━━━━━ Listed records
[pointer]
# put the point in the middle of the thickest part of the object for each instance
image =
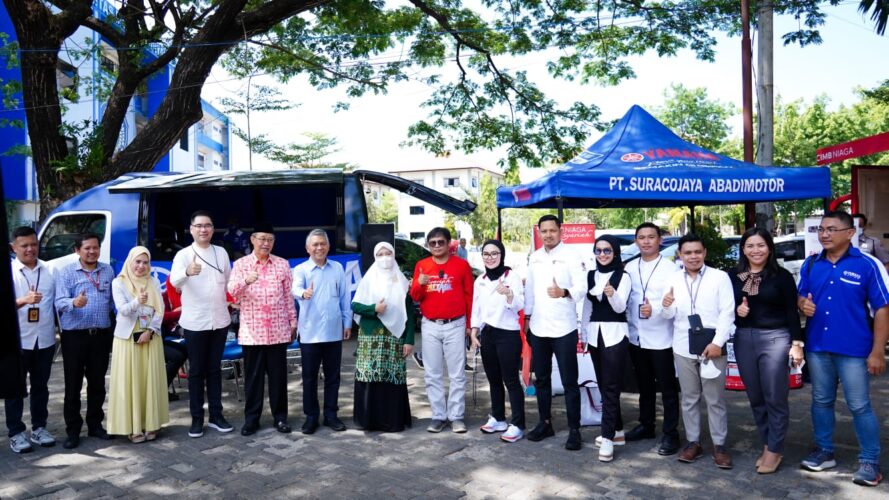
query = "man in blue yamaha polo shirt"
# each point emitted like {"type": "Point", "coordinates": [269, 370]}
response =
{"type": "Point", "coordinates": [837, 290]}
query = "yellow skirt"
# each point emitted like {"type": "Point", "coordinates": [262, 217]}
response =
{"type": "Point", "coordinates": [138, 387]}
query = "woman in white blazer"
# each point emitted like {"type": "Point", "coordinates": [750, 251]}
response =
{"type": "Point", "coordinates": [137, 405]}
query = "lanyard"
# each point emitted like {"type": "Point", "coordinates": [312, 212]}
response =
{"type": "Point", "coordinates": [217, 267]}
{"type": "Point", "coordinates": [30, 287]}
{"type": "Point", "coordinates": [694, 297]}
{"type": "Point", "coordinates": [89, 277]}
{"type": "Point", "coordinates": [645, 285]}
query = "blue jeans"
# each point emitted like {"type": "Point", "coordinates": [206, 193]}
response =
{"type": "Point", "coordinates": [826, 369]}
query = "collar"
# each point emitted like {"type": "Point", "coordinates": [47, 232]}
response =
{"type": "Point", "coordinates": [851, 251]}
{"type": "Point", "coordinates": [17, 264]}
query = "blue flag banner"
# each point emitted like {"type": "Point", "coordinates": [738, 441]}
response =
{"type": "Point", "coordinates": [642, 163]}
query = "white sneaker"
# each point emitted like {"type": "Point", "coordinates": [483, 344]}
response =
{"type": "Point", "coordinates": [493, 425]}
{"type": "Point", "coordinates": [19, 443]}
{"type": "Point", "coordinates": [606, 450]}
{"type": "Point", "coordinates": [619, 439]}
{"type": "Point", "coordinates": [512, 434]}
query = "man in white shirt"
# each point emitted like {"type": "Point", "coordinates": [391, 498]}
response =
{"type": "Point", "coordinates": [556, 283]}
{"type": "Point", "coordinates": [34, 289]}
{"type": "Point", "coordinates": [701, 297]}
{"type": "Point", "coordinates": [651, 340]}
{"type": "Point", "coordinates": [201, 271]}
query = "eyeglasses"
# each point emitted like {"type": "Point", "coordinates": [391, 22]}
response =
{"type": "Point", "coordinates": [830, 229]}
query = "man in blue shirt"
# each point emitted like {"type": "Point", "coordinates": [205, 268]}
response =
{"type": "Point", "coordinates": [83, 302]}
{"type": "Point", "coordinates": [325, 319]}
{"type": "Point", "coordinates": [837, 289]}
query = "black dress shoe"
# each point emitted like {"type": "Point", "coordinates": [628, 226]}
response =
{"type": "Point", "coordinates": [669, 446]}
{"type": "Point", "coordinates": [71, 442]}
{"type": "Point", "coordinates": [310, 425]}
{"type": "Point", "coordinates": [574, 441]}
{"type": "Point", "coordinates": [639, 433]}
{"type": "Point", "coordinates": [98, 432]}
{"type": "Point", "coordinates": [335, 424]}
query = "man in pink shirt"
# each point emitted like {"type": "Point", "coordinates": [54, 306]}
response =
{"type": "Point", "coordinates": [261, 282]}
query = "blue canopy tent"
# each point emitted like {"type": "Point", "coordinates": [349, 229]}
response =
{"type": "Point", "coordinates": [642, 163]}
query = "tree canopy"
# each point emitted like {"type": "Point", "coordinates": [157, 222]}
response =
{"type": "Point", "coordinates": [363, 46]}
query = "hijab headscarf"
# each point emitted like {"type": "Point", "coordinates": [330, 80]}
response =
{"type": "Point", "coordinates": [494, 273]}
{"type": "Point", "coordinates": [385, 281]}
{"type": "Point", "coordinates": [135, 284]}
{"type": "Point", "coordinates": [616, 266]}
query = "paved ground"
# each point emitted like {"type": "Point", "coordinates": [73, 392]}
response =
{"type": "Point", "coordinates": [416, 464]}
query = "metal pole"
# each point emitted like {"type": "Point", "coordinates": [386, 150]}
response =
{"type": "Point", "coordinates": [747, 100]}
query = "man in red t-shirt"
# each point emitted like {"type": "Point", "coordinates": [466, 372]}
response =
{"type": "Point", "coordinates": [443, 286]}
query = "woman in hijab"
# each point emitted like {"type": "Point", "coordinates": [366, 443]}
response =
{"type": "Point", "coordinates": [137, 405]}
{"type": "Point", "coordinates": [768, 331]}
{"type": "Point", "coordinates": [607, 335]}
{"type": "Point", "coordinates": [497, 299]}
{"type": "Point", "coordinates": [385, 315]}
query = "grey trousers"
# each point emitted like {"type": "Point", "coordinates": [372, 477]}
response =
{"type": "Point", "coordinates": [762, 361]}
{"type": "Point", "coordinates": [713, 392]}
━━━━━━━━━━
◆ What you are asked to do ◆
Although the records contain pictures, the copy should consist of their text alone, reproduced exactly.

◆ Answer box ◆
[pointer]
# put the point in the middle of the thickest part of the object for each instance
image =
query = "man in blue yamaha polo shirt"
# each point emitted like {"type": "Point", "coordinates": [269, 370]}
response =
{"type": "Point", "coordinates": [837, 290]}
query = "yellow skirt"
# each point emitted like {"type": "Point", "coordinates": [262, 217]}
response =
{"type": "Point", "coordinates": [138, 387]}
query = "woman in white blazer"
# each point emitted like {"type": "Point", "coordinates": [750, 251]}
response =
{"type": "Point", "coordinates": [137, 405]}
query = "lanyard"
# each point emitted like {"type": "Point", "coordinates": [312, 212]}
response =
{"type": "Point", "coordinates": [217, 267]}
{"type": "Point", "coordinates": [30, 287]}
{"type": "Point", "coordinates": [694, 297]}
{"type": "Point", "coordinates": [89, 277]}
{"type": "Point", "coordinates": [645, 285]}
query = "blue jeans"
# each point emitted like {"type": "Point", "coordinates": [206, 193]}
response =
{"type": "Point", "coordinates": [826, 369]}
query = "collar"
# each point emitted like {"type": "Point", "coordinates": [47, 232]}
response =
{"type": "Point", "coordinates": [851, 251]}
{"type": "Point", "coordinates": [17, 264]}
query = "blue flag banner"
# each point emitted like {"type": "Point", "coordinates": [738, 441]}
response =
{"type": "Point", "coordinates": [642, 163]}
query = "white sneaker"
# each point emitted like {"type": "Point", "coordinates": [483, 344]}
response =
{"type": "Point", "coordinates": [493, 425]}
{"type": "Point", "coordinates": [19, 443]}
{"type": "Point", "coordinates": [606, 450]}
{"type": "Point", "coordinates": [619, 439]}
{"type": "Point", "coordinates": [512, 434]}
query = "man in white shirt"
# each point emitted like {"type": "Point", "coordinates": [391, 498]}
response =
{"type": "Point", "coordinates": [556, 283]}
{"type": "Point", "coordinates": [34, 289]}
{"type": "Point", "coordinates": [701, 297]}
{"type": "Point", "coordinates": [651, 340]}
{"type": "Point", "coordinates": [201, 271]}
query = "eyeglasses"
# each point emitted like {"type": "Point", "coordinates": [391, 22]}
response =
{"type": "Point", "coordinates": [830, 229]}
query = "man in blue shirt"
# each point emitted like {"type": "Point", "coordinates": [205, 268]}
response =
{"type": "Point", "coordinates": [83, 302]}
{"type": "Point", "coordinates": [325, 319]}
{"type": "Point", "coordinates": [837, 289]}
query = "black dress shoe"
# each point emitted like {"type": "Point", "coordinates": [628, 226]}
response =
{"type": "Point", "coordinates": [669, 446]}
{"type": "Point", "coordinates": [71, 442]}
{"type": "Point", "coordinates": [310, 425]}
{"type": "Point", "coordinates": [574, 441]}
{"type": "Point", "coordinates": [639, 433]}
{"type": "Point", "coordinates": [98, 432]}
{"type": "Point", "coordinates": [335, 424]}
query = "man in pink shirt"
# each point emitted like {"type": "Point", "coordinates": [54, 306]}
response =
{"type": "Point", "coordinates": [261, 282]}
query = "blue canopy tent"
# each point emitted like {"type": "Point", "coordinates": [349, 229]}
response =
{"type": "Point", "coordinates": [642, 163]}
query = "tree canopy"
# each point emitted like {"type": "Point", "coordinates": [157, 222]}
response =
{"type": "Point", "coordinates": [363, 46]}
query = "hijab headscarf"
# each point emitted like {"type": "Point", "coordinates": [330, 80]}
response =
{"type": "Point", "coordinates": [494, 273]}
{"type": "Point", "coordinates": [385, 281]}
{"type": "Point", "coordinates": [135, 284]}
{"type": "Point", "coordinates": [616, 266]}
query = "paved ground"
# each point emitted like {"type": "Point", "coordinates": [73, 392]}
response =
{"type": "Point", "coordinates": [416, 464]}
query = "metal pole"
# each point emitted like {"type": "Point", "coordinates": [386, 150]}
response =
{"type": "Point", "coordinates": [747, 100]}
query = "man in red t-shirt"
# each point emitted like {"type": "Point", "coordinates": [466, 372]}
response =
{"type": "Point", "coordinates": [443, 286]}
query = "woman in hijab"
# each point emitted like {"type": "Point", "coordinates": [366, 443]}
response =
{"type": "Point", "coordinates": [137, 405]}
{"type": "Point", "coordinates": [768, 331]}
{"type": "Point", "coordinates": [607, 335]}
{"type": "Point", "coordinates": [497, 299]}
{"type": "Point", "coordinates": [385, 315]}
query = "grey trousers"
# each point emitted like {"type": "Point", "coordinates": [372, 477]}
response =
{"type": "Point", "coordinates": [762, 361]}
{"type": "Point", "coordinates": [713, 392]}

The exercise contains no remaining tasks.